▸ Assignment: Search the data for the string "dark", and report each line where it is found.

▸ Records shown:

########################################

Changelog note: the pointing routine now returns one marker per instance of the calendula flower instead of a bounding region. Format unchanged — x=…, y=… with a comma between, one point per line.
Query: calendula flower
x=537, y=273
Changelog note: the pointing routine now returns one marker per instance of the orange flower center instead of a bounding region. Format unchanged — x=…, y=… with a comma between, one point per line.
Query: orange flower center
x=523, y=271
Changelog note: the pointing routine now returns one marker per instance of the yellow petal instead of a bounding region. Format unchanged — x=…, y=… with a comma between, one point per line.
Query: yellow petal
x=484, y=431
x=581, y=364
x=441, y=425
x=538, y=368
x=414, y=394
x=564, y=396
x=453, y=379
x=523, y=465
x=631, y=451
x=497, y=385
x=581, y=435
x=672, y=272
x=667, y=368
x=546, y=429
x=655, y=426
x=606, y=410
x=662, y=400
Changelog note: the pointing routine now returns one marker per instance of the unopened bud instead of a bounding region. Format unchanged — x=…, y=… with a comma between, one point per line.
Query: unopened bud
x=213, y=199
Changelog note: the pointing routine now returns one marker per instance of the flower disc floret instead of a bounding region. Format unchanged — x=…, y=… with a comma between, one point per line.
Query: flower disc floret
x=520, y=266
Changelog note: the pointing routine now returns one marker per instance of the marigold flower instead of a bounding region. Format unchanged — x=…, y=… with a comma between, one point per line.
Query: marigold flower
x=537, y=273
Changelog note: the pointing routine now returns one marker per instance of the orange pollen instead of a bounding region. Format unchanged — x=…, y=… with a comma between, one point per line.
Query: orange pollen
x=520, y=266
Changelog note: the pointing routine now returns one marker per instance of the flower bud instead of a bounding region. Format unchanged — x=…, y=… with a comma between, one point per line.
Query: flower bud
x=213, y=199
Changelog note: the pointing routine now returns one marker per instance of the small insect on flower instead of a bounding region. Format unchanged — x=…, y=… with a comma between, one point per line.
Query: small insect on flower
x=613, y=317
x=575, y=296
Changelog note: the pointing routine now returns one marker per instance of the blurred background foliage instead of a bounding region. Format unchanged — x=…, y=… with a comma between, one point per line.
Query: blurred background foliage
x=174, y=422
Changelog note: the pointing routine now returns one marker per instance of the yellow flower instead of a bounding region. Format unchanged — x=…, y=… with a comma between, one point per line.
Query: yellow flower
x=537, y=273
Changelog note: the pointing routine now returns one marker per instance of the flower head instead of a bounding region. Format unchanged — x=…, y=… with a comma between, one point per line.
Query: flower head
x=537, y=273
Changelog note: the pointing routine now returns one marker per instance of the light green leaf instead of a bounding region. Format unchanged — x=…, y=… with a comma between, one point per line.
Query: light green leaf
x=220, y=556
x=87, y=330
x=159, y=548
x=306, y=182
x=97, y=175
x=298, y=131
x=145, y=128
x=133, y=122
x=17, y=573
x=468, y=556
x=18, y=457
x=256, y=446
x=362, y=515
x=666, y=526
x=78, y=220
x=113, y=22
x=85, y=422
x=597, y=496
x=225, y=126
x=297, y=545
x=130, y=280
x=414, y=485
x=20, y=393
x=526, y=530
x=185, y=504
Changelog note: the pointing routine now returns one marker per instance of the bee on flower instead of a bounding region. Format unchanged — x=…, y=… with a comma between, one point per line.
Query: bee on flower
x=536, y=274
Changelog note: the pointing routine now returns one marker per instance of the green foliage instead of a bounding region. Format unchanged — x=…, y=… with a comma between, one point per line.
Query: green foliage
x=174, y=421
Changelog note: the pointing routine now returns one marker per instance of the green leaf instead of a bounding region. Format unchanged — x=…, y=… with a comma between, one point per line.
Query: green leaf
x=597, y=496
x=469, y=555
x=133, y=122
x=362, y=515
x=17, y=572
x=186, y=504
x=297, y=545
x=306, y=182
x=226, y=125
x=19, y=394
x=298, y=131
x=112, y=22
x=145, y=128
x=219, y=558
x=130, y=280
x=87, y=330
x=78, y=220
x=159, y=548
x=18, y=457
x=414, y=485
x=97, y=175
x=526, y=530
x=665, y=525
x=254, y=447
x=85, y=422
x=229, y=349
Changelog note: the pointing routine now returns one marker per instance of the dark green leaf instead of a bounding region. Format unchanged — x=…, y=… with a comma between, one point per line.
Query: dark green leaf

########################################

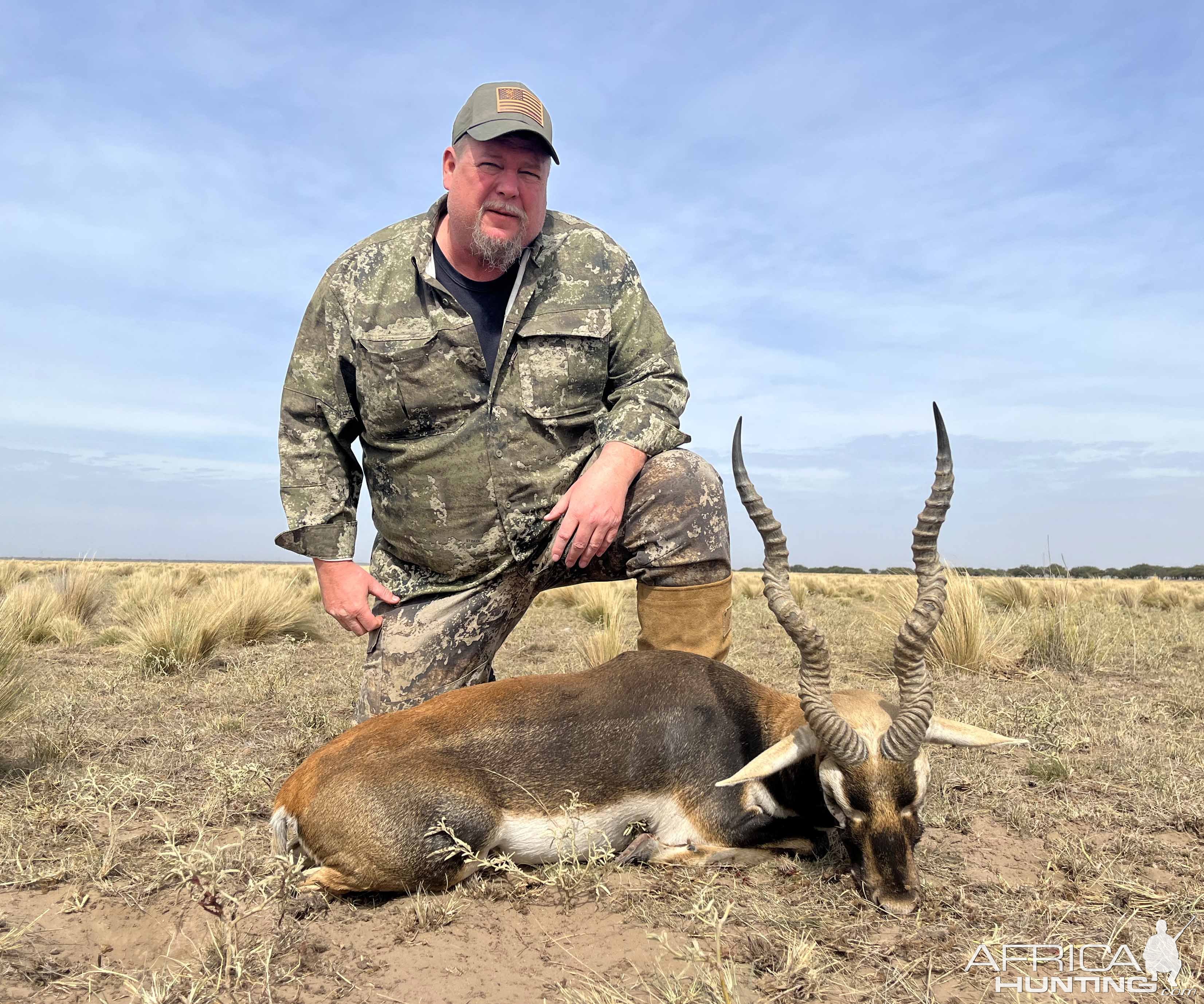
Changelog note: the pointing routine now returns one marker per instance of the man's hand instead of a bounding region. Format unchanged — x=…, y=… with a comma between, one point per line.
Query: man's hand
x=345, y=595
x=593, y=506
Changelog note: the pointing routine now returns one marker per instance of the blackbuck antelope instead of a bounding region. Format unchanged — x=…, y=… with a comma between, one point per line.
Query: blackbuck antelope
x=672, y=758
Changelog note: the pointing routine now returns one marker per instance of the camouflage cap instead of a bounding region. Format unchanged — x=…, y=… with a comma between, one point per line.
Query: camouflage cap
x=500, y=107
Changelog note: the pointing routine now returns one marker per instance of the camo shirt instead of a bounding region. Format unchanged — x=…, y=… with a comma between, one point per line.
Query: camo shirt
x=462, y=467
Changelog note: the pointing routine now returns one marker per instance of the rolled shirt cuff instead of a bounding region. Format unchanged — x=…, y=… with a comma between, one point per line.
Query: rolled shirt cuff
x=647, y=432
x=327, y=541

########################################

▸ Solution for this exercise:
Changelog note: the pointing routine now returns one marker per instance of the dark green leaf instead of a bounding region. Format unchanged — x=…, y=… with a comma between, one point per line.
Query: dark green leaf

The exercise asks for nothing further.